# Extract:

- - - -

Filmmaking is about creating immediate and profound connections with people. I have a rather biblical-sounding axiom for you: to be a filmmaker you need to know the heart of men.
– Werner Herzog
Cronin, Paul. Werner Herzog – A Guide for the Perplexed. London: Faber & Faber, 2020. pp238
Brilliant weirdos Alexey Guzey and Brian Timar explain morale. Worth bookmarking this one for discouraging moments. It could help you figure out why your morale is low.
First, ponder this idea:
Morale is your motive force, and you live or die by its maintenance.
Brian Timar & Alexey Guzey
Alexey and Brian go on to share a list of 10 + things that increase and decrease morale.
Three Four morale boosters from their list that resonate:
11. doing
35. making a decision
3. going outside
13. stopping a thief
Three morale sappers to be wary of:
4. being a coward
5. punting decisions
9. spending time on a task and not feeling closer to finishing it
Consider morale booster #11 – doing. Don’t only read these, go on and create your own list of morale increasers.
Some increasers (sunlight) are perennial, but many more will be personal. Same applies with morale sappers (sleepiness).
Explore the Internet’s attic. I didn’t even know the Internet Archive existed!

- - - -

# Stored data:

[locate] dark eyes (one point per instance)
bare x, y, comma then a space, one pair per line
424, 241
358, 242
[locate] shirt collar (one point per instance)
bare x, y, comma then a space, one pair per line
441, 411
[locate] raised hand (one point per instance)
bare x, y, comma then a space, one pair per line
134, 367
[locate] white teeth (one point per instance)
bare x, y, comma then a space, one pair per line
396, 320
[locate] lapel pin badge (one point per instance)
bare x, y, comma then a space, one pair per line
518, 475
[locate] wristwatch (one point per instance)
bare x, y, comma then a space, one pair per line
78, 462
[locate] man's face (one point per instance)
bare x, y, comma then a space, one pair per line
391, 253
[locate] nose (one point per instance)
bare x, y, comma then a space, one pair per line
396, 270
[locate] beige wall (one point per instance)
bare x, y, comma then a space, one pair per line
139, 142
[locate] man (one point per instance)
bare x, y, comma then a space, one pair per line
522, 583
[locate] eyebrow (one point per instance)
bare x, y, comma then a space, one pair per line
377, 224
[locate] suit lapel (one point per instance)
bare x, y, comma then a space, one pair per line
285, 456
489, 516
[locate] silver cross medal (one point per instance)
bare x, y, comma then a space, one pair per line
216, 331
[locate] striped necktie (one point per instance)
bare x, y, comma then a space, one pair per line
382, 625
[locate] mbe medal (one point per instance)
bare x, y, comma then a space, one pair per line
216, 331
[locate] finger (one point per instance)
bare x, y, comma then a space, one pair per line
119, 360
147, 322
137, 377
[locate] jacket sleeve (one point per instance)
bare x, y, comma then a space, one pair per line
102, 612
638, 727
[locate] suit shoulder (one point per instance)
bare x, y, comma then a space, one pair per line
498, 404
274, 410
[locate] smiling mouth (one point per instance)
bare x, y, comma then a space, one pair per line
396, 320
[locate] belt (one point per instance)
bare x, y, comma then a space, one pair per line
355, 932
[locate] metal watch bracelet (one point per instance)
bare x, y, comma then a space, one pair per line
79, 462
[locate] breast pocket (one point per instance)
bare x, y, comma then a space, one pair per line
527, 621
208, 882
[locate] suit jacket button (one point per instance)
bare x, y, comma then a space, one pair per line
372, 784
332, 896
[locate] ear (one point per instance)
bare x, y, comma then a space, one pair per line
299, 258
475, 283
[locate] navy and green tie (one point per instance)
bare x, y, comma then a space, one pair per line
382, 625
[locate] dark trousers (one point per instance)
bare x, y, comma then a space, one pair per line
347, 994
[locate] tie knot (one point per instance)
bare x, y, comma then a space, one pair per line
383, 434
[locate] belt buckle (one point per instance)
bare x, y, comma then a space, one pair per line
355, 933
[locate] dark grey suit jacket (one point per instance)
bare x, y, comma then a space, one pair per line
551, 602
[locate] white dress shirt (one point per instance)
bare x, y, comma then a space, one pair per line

- - - -

# Task instructions:
[1] Condense the paragraph of the extract on Herzog and morale that begins "Brilliant weirdos Alexey Guzey" into one sentence, keeping its main points.
[2] In the extract on Herzog and morale, which publisher issued Paul Cronin's book on Werner Herzog?
[3] Continue the extract on Herzog and morale from its final sentence, keeping its tone.

# Answer set:
[1] Alexey Guzey and Brian Timar explain morale in a piece worth bookmarking for discouraging moments, since it could help you figure out why your morale is low.

[2] Faber & Faber, in London.

[3]
The Internet Archive (IA) deserves special mention as a target because it is the Internet’s attic, bursting at the seams with a remarkable assortment of scans & uploads from all sorts of sources—not just archiving web pages, but scanning university collections, accepting uploads from rogue archivists and hackers and obsessive fans and the aforementioned Indian/Chinese libraries with more laissez-faire approaches.5 This extends to its media collections as well—who would expect to find so many old science-fiction magazines (as well as many other magazines), a near-infinite number of Grateful Dead recordings, the original 114 episodes of Tom and Jerry, or thousands of arcade & console & PC & Flash games (all playable in-browser)? The Internet Archive is a veritable Internet in and of itself; the problem, of course, is finding anything…
So not infrequently, a book may be available, or a paper exists in the middle of a scan of an entire journal volume, but the IA will be ranked very low in search queries and the snippet will be misleading due to bad OCR. A good search strategy is to drop the quotes around titles or excerpts and focus down to site:archive.org and check the first few hits by hand. (You can also try the relatively new “Internet Archive Scholar”, which appears to be more comprehensive than Google-site-search.)
View your Evernote or OneNote stash like a personalized search engine. Excellent way to think about those tools.
This can be vital for refinding old things you read where the search terms are hopelessly generic or you can’t remember an exact quote or reference; it is one thing to search a keyword like “autism” in a few score thousand clippings, and another thing to search that in the entire Internet! (One can also reorganize or edit the notes to add in the keywords one is thinking of, to help with refinding.) I make heavy use of Evernote clipping and it is key to refinding my references.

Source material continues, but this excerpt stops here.